* _CONSIGNES_
1. D'après le récit du refuge, à quelle altitude se trouve le refuge ?
2. Résumez le récit du refuge en deux phrases.
3. Poursuivez le récit du refuge après sa dernière phrase, s'il vous plaît.

* _TEXTE FOURNI_

######

La neige nous fait glisser mais elle annonce aussi l'arrivée au refuge ! Il est 13h30 et il nous a fallu juste 2 heures pour monter. On est maintenant à 5300m d'altitude, le plus haut qu'on ait atteint jusqu'à présent ! 


On dépose nos sacs, fait nos lits, on se pose devant un petit thé de coca et on espère que les symptômes du mal d'altitude n'apparaissent pas dans les heures qui suivent... On fait tout ce qu'on peut pour maximiser nos chances ! On boit beaucoup d'eau, plusieurs thé de coca et camomille contre le mal d'altitude et pour un bon sommeil, on prend même un demi diamox chacun, comme ils disent, mieux vaut prévenir ! On partage ensemble nos histoires, on-dit, doutes et craintes quand à la marche de demain. Globalement l'ambiance est plutôt bonne dans ce petit refuge ! 

Le souper arrive tôt, vers 17h, une soupe de légumes et patates puis un plat de pâtes aux oignons aigre doux puis on file tous au lit à 18h pour espérer être en forme à minuit pour le grand réveil ! 

Avec tout ce qu'on a bu, je dois me forcer à sortir à 20h pour aller au toilettes. J'ai pas envie d'en faire tout en plat et me rhabiller alors je sors en slip et chaussures sous une nuit totalement silencieuse et douce. Il n'y a ni nuage, ni vent, les étoiles sont belles,... C'est paisible et rassurant pour cette nuit ! 

La nuit est chaude et on dort quelques heures, deux ou trois chacun, du mieux que l'on puisse dans ce grand dortoir. Dans la rangée de lit derrière nous, ronfle un vieux tracteur qui nous laisse peu de répi !

######

* _SECTION DES DONNÉES_
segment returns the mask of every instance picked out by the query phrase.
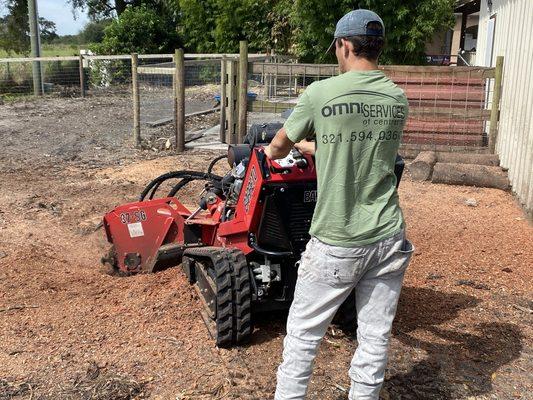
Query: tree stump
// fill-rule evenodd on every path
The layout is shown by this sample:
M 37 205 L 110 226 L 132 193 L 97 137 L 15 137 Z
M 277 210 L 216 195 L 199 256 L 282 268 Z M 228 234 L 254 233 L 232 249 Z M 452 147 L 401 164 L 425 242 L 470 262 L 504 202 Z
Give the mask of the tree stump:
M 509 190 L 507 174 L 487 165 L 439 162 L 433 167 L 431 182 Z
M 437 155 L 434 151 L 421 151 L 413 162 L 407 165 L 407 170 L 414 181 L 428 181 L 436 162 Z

######

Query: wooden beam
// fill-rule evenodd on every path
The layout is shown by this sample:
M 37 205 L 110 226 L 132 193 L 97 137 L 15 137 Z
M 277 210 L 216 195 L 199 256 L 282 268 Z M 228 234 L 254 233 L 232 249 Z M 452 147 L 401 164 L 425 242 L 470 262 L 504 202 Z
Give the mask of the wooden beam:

######

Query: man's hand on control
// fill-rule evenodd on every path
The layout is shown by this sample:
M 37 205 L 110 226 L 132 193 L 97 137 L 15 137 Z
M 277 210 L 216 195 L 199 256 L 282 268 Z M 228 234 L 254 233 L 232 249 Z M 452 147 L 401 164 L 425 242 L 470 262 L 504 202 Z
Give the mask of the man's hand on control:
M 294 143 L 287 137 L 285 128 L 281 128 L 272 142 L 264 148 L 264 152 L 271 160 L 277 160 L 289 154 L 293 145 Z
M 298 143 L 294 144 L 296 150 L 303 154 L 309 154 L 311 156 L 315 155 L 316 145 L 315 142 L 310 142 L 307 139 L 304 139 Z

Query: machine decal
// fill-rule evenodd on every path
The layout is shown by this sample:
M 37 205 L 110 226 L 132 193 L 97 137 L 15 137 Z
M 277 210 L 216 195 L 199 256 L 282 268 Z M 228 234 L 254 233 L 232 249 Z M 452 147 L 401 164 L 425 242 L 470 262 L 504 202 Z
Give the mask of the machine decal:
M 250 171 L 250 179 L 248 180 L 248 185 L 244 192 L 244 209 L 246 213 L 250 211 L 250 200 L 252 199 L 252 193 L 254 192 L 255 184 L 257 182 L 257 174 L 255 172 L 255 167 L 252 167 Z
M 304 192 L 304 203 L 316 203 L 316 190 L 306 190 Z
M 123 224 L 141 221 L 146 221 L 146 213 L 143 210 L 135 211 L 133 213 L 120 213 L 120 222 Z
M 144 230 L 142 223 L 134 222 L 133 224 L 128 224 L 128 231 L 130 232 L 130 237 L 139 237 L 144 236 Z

######

* _RÉSULTATS DE L'EXERCICE_
1. Le refuge se trouve à 5300 m d'altitude.

2. Après deux heures de montée, les marcheurs atteignent le refuge à 13h30, à 5300 m d'altitude. Ils y boivent beaucoup d'eau et de thé et prennent un demi-diamox pour prévenir le mal d'altitude, puis se couchent à 18h après le souper et ne dorment que deux ou trois heures, gênés par des ronflements.

3.
Au sommet 

Vendredi 10 Mai 

Minuit, réveil pour l'ascension finale ! Tout le matériel est déjà prêt sous nos lits superposés, on a plus qu'à enfiler nos vêtements et aller déjeuner. Dans l'obscurité de la nuit et éclaires uniquement par nos frontales, on boit quelques thé, mange deux ou trois biscuits ou petits pain à la confiture. 

Tout le monde est plutôt excité mais surtout concentré. On sort du refuge tout équipés, des couches de plus et de l'eau dans nos petits sacs, prêts à chausser nos crampons pour attaquer l'ascension ! On dirait un début de mission comando. En tout ça on se sent comme tel ! 

A 1h45, on démarre ! Crampons chaussés, piolet à la main et encordés par 3 avec le guide, on fait les premiers pas sur la neige. A ce moment là on ne sais pas encore comment ça va se passer, quelle sera l'intensité de l'effort, ou si nos têtes et estomacs vont résister à l'expérience mais on est bien parti pour tout tenter !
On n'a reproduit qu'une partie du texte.